## Task requirements
Each line of the data below from the one holding "find man's beard" to the one holding "find white fur", inclusive, is to be reproduced exactly; no other line belongs in the answer.

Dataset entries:
━━━━━━━━━━

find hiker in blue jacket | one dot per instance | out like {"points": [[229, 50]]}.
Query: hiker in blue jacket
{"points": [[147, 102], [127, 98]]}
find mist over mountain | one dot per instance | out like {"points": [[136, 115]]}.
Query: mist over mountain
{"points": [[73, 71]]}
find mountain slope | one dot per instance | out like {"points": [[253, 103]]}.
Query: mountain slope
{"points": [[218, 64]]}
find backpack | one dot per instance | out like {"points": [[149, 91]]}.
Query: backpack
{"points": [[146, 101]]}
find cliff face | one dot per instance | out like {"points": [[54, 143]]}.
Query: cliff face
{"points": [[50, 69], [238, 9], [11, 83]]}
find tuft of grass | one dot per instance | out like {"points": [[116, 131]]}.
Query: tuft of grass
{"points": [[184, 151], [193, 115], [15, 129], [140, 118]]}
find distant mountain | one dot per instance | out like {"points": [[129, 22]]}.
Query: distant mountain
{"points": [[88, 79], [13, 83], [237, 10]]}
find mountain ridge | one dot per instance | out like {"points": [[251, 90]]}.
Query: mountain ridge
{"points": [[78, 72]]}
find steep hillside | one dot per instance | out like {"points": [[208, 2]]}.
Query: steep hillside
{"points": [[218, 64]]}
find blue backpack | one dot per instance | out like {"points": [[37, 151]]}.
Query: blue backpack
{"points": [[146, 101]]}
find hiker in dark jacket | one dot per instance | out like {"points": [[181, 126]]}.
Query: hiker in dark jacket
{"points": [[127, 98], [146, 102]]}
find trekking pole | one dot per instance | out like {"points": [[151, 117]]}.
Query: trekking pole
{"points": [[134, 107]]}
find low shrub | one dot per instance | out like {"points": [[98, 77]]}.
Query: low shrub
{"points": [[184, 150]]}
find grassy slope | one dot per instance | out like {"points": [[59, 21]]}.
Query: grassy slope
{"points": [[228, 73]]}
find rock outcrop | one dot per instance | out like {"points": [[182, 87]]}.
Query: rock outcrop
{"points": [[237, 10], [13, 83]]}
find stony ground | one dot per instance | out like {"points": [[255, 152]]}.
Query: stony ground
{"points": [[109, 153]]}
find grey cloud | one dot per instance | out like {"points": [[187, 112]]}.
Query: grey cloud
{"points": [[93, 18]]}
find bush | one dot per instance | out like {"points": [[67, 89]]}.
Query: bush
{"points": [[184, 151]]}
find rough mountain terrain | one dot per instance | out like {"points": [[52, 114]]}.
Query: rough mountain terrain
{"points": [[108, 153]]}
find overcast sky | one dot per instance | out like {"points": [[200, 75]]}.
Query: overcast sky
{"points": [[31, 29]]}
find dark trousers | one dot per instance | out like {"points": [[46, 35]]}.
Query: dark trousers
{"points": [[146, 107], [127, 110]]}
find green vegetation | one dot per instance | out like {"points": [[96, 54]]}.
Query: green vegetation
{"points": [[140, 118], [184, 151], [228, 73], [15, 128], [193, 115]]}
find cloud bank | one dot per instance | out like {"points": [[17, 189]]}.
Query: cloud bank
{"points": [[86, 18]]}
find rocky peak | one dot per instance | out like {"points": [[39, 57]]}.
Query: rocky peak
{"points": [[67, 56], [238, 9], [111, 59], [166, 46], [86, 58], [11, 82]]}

━━━━━━━━━━

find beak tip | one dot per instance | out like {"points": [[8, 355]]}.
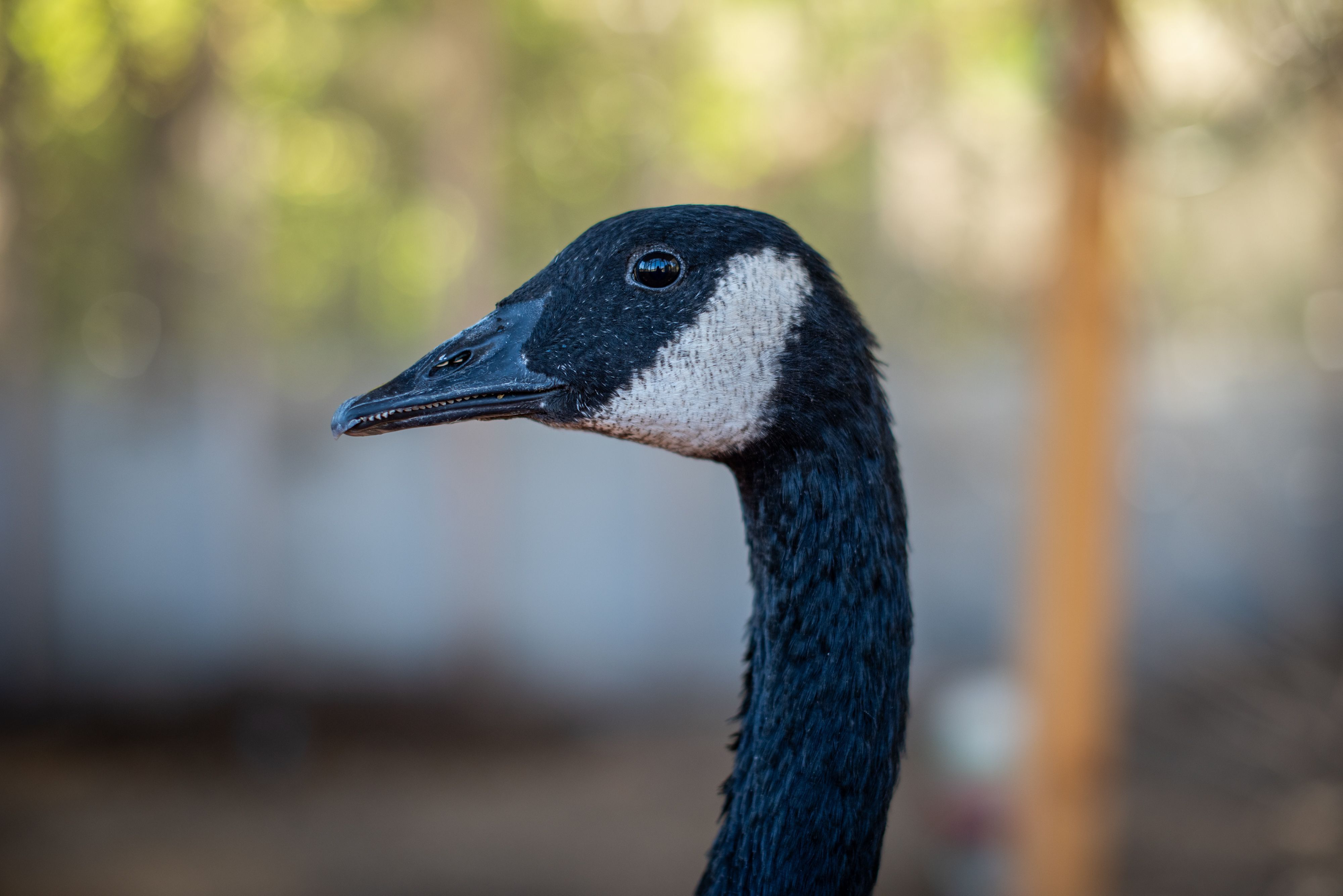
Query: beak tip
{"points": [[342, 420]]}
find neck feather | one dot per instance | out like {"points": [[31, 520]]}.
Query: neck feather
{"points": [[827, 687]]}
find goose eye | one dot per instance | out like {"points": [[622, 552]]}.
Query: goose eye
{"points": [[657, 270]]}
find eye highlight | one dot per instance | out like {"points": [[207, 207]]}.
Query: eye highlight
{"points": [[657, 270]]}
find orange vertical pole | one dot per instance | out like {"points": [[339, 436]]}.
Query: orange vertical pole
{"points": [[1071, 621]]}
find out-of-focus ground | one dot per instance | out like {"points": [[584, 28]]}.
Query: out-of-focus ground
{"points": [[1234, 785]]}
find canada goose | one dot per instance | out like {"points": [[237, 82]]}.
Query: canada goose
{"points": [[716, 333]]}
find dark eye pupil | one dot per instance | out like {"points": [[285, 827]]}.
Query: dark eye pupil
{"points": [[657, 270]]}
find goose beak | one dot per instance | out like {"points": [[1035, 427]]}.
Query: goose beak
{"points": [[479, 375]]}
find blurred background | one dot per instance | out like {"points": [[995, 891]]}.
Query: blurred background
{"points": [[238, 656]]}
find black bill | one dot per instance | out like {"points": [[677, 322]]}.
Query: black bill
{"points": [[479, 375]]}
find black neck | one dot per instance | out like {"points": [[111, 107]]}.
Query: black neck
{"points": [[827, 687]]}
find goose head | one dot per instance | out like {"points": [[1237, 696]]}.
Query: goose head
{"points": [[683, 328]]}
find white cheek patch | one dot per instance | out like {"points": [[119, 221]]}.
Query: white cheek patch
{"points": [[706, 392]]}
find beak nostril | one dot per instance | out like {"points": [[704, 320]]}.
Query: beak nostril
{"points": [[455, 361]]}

━━━━━━━━━━

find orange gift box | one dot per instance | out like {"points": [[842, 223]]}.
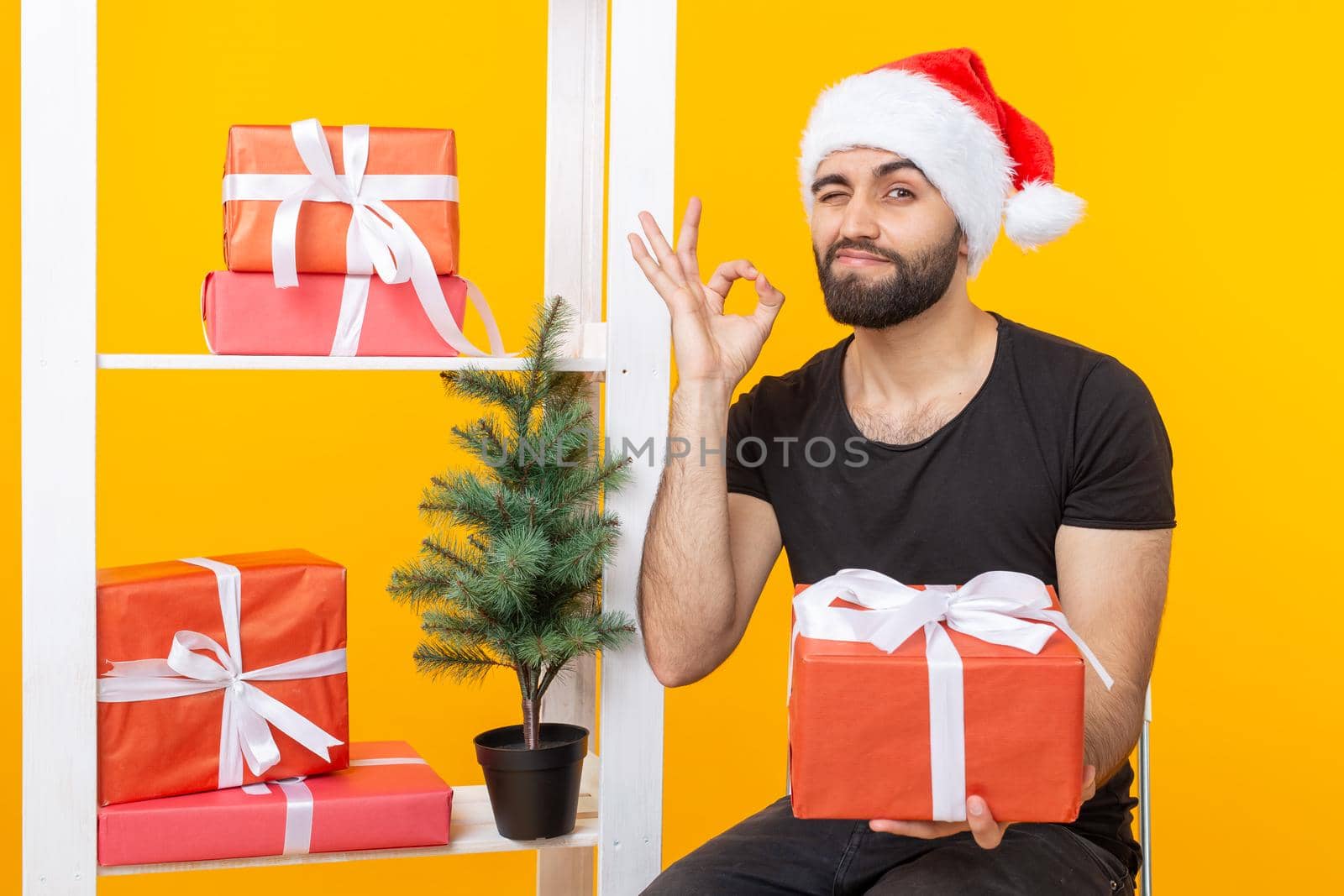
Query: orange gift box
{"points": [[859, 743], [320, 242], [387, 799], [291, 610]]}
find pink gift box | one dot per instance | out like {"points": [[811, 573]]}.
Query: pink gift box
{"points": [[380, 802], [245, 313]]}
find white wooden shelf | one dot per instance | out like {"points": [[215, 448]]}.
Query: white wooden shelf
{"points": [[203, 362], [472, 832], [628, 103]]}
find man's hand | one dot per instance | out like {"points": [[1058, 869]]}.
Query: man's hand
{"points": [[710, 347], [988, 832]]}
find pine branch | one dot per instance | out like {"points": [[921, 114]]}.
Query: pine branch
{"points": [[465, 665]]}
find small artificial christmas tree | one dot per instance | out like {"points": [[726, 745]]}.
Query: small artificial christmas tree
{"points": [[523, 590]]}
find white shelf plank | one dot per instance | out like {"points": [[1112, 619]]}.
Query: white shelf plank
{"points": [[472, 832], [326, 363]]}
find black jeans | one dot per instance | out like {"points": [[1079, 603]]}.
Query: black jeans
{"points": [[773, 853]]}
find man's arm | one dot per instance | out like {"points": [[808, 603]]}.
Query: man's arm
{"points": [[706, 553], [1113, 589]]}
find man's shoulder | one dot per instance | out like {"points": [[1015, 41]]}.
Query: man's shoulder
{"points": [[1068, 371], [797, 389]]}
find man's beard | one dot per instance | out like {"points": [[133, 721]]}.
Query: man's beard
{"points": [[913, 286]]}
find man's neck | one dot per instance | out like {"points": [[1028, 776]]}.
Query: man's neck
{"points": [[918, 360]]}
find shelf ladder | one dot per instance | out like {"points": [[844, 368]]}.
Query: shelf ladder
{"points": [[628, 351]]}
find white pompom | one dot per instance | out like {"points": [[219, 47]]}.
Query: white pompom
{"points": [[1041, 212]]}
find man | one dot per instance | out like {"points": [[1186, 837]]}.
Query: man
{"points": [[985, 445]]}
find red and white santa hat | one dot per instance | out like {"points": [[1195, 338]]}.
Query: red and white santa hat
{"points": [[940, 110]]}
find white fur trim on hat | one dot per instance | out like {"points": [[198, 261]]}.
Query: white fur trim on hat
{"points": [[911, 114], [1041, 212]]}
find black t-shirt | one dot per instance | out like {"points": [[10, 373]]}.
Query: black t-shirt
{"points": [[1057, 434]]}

━━━━━━━━━━

## Answer for the task
find man's beard | one dot per instance | out like {"points": [[133, 721]]}.
Query: man's beard
{"points": [[913, 286]]}
find man's neck | one dot per instance | out like {"points": [[1028, 776]]}.
Query: man's neck
{"points": [[918, 360]]}
find shelf ladder | one dot per instance | out like {"points": [[844, 368]]}.
Query: shelf ladder
{"points": [[628, 351]]}
find white pompom | one dot per instance | out like {"points": [[219, 47]]}.
Query: white pompom
{"points": [[1041, 212]]}
find man | one dot per instance | out like {"points": [[1186, 837]]}.
Query: man
{"points": [[985, 445]]}
find red and white santa hat | one dot per instance | out like {"points": [[1195, 338]]}.
Query: red and white santa hat
{"points": [[940, 110]]}
find white fur trim on hat | one dot per instance | out like {"points": [[198, 261]]}.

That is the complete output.